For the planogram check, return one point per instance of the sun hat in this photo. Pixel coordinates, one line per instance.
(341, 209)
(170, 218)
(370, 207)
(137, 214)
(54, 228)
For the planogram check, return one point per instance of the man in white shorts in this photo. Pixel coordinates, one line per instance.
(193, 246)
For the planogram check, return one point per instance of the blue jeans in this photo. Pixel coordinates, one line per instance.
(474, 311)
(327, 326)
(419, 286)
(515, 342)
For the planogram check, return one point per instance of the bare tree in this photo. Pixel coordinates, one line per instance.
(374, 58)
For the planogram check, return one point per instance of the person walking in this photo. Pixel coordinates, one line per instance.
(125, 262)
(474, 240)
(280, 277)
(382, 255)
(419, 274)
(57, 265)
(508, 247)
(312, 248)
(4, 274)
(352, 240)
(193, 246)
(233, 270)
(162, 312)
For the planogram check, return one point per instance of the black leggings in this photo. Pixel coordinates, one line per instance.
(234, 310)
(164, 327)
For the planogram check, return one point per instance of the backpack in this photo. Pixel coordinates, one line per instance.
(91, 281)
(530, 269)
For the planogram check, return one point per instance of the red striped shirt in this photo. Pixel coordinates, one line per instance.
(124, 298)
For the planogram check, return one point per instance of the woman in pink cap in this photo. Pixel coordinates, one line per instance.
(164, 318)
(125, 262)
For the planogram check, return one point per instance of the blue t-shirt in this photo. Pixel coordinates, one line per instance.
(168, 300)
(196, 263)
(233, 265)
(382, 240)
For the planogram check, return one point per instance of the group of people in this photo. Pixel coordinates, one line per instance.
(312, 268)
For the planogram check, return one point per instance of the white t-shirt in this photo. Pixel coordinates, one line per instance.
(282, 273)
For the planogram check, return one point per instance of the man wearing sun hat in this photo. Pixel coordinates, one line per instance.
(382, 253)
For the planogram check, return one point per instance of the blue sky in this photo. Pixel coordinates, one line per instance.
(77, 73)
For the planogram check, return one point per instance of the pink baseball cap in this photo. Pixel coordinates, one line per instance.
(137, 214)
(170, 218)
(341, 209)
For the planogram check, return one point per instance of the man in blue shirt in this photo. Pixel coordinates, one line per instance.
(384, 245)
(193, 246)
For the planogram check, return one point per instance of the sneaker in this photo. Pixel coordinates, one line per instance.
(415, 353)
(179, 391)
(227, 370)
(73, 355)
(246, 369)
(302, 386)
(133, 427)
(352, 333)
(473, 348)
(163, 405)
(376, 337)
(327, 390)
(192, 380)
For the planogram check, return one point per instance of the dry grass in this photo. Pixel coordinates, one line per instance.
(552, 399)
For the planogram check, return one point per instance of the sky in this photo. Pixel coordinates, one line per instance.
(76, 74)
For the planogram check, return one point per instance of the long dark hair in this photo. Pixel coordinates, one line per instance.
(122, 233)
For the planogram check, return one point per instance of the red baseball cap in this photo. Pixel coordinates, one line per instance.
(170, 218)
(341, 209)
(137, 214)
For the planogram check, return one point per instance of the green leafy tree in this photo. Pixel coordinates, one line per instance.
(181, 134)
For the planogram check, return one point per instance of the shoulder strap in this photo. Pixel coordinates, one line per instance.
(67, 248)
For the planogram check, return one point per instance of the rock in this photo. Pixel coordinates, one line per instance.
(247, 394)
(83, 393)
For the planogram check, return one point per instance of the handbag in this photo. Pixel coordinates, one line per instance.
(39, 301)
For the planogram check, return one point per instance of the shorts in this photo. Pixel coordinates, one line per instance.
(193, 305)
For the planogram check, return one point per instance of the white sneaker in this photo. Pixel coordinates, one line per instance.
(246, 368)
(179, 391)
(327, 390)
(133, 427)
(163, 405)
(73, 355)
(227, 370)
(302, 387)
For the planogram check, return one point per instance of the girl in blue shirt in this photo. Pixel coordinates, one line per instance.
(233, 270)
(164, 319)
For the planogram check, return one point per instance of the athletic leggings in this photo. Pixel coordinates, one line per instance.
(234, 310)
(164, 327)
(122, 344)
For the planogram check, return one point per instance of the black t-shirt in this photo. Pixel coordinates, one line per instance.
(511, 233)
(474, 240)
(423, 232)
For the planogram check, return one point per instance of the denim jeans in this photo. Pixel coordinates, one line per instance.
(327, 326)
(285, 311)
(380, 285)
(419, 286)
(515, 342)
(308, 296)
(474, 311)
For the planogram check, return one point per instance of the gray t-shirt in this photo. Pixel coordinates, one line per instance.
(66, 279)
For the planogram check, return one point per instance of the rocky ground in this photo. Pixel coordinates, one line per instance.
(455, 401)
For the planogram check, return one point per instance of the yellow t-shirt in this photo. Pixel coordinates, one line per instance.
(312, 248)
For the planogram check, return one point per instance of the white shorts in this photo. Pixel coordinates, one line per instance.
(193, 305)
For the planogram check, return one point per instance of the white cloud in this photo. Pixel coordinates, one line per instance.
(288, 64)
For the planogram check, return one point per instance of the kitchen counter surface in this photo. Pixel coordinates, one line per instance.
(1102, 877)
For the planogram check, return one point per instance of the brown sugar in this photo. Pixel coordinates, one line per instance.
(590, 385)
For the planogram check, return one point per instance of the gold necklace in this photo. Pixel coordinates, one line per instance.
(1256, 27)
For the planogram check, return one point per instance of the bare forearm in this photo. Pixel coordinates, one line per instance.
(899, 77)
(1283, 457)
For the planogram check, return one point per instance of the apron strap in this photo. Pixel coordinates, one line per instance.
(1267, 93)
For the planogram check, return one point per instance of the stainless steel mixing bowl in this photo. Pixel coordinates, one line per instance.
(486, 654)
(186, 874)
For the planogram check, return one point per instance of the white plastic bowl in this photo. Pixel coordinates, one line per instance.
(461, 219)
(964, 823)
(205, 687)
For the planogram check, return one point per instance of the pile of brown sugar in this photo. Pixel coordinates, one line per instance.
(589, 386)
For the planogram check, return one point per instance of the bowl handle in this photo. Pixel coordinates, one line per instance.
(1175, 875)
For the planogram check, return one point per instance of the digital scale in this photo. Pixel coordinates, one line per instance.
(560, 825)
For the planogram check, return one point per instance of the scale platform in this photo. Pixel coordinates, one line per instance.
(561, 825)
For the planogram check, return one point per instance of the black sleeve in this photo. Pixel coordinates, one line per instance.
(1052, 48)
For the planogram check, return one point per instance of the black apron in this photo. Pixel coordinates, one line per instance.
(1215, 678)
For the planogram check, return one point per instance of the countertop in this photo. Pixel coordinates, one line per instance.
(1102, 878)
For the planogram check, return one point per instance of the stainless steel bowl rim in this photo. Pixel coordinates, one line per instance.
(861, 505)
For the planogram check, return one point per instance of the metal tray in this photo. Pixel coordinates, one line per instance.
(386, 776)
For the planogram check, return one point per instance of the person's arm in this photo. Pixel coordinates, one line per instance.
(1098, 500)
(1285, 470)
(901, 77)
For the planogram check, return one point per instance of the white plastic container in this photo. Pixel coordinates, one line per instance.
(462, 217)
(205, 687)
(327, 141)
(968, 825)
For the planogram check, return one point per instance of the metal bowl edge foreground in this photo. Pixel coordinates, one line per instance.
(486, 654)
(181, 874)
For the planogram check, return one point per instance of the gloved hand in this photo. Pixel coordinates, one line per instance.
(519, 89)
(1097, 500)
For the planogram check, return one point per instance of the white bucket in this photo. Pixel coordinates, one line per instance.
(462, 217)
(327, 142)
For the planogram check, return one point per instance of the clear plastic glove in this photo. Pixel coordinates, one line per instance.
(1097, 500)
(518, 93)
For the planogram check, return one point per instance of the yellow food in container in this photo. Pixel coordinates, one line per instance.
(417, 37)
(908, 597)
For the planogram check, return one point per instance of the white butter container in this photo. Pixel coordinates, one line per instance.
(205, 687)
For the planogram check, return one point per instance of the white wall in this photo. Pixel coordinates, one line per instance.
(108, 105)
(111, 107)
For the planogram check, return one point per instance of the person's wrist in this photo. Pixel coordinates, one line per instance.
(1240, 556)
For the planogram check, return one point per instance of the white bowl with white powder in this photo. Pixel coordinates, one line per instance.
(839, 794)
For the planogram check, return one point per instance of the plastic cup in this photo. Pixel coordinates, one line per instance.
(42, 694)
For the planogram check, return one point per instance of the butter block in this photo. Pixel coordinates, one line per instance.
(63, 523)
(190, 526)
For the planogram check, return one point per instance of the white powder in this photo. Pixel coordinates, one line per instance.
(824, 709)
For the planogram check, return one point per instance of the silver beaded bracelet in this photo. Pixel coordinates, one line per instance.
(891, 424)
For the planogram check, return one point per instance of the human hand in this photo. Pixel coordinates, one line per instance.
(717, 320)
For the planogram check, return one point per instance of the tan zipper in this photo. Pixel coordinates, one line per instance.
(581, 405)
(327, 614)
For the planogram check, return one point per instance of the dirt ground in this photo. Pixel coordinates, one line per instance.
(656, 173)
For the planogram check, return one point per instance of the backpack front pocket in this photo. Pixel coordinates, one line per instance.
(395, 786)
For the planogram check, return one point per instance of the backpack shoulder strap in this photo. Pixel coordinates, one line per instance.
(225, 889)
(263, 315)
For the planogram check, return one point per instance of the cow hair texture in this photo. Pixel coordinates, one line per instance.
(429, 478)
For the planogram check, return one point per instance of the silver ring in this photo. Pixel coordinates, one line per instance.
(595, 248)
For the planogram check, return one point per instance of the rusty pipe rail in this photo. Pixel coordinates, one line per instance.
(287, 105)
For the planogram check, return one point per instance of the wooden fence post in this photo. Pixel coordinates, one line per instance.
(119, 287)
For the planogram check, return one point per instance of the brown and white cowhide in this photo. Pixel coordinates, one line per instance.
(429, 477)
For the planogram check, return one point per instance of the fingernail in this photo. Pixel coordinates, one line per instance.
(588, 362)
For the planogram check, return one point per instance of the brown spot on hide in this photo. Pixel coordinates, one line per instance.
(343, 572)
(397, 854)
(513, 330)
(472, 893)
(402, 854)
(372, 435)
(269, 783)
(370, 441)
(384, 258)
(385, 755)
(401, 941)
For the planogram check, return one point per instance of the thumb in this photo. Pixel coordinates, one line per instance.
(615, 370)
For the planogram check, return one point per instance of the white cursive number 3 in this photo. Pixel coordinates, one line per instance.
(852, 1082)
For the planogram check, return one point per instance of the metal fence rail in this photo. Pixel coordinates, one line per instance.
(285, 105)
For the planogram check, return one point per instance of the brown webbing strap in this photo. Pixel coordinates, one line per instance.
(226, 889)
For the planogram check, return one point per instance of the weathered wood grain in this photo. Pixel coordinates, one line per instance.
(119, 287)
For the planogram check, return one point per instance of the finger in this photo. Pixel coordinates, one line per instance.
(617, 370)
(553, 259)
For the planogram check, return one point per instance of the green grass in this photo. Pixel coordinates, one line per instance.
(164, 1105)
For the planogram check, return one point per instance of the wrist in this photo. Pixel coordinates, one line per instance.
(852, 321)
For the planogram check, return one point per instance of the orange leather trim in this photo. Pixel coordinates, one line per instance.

——————————

CHALLENGE – Put everything from the row containing "of the weathered" down to the final row above into a numbered list, leaving out any blank lines.

PROBLEM SOLUTION –
1. For the planogram check, return one point per instance of the weathered wood grain in this photo. Pixel coordinates, one line per instance.
2. (119, 287)
3. For the planogram check, return one point per instance of the finger in this photo. Pixel coordinates, one line per instance.
4. (617, 370)
5. (553, 259)
6. For the planogram check, return one point per instance of the green grass in this photo. Pixel coordinates, one line per instance.
7. (164, 1105)
8. For the planogram check, return one point per instance of the wrist in this photo. Pixel coordinates, one line per instance.
9. (852, 321)
10. For the planogram check, return one point per instance of the orange leather trim in this photo. Pixel coordinates, one line per instance.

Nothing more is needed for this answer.